§ Excerpted text:
****************

Originally Posted by cabmandone (Post 12522814)
^^^ My cousin invested like that. I'm really just getting into investing in stocks. I'm not trying to hit any home runs, just looking for solid future growth. My hope is that once I have some loose ends tied up, I'll have more time to spend researching stocks that represent opportunity for growth.

Some interesting points in the linked Bloomberg article
"If the US continues to build high-voltage transmission infrastructure at its current rate, it will take at least 80 years to deliver what we need over the next decade."

"In the US, 55 GW of data center IT capacity is expected to come online in the next five years. For comparison, this is 10 times the average power capacity used by New York City"

The share of data centers projected to have at least some on site generation by 2030 went from 13% to 30%.

The thing I'm going to try to research is which source, whether that's gas turbine, fuel cell, or other technology represents the fastest installation to service time. The article touches on timely access to power. It would seem to me that removing diesel fired as an option due to cost puts natural gas fired turbines in the lead from a standpoint of cost to operate and time it would take to bring the power on line.

****************

§ Problems and tasks:
1) According to the post on data center power, how much data center IT capacity is expected to come online in the US in the next five years?
2) In the records, start with the line containing "Hi annotator — your job today is to find every sky" and continue through the end of the records. Rewrite those lines with "tight" changed to "snug" and everything else left as is.
The post about data center power and the records below it are separate material.

****************

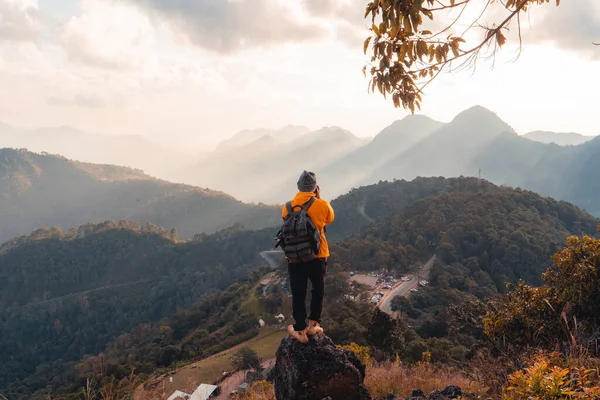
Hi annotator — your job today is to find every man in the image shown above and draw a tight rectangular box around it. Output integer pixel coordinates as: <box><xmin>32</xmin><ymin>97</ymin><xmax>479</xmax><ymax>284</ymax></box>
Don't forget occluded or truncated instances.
<box><xmin>281</xmin><ymin>171</ymin><xmax>334</xmax><ymax>343</ymax></box>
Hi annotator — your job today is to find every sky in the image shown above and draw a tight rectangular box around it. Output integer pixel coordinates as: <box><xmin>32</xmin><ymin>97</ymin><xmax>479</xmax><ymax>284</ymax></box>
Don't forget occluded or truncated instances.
<box><xmin>0</xmin><ymin>0</ymin><xmax>600</xmax><ymax>151</ymax></box>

****************

§ Answers for the tasks:
1) 55 GW

2)
Hi annotator — your job today is to find every sky in the image shown above and draw a snug rectangular box around it. Output integer pixel coordinates as: <box><xmin>32</xmin><ymin>97</ymin><xmax>479</xmax><ymax>284</ymax></box>
Don't forget occluded or truncated instances.
<box><xmin>0</xmin><ymin>0</ymin><xmax>600</xmax><ymax>151</ymax></box>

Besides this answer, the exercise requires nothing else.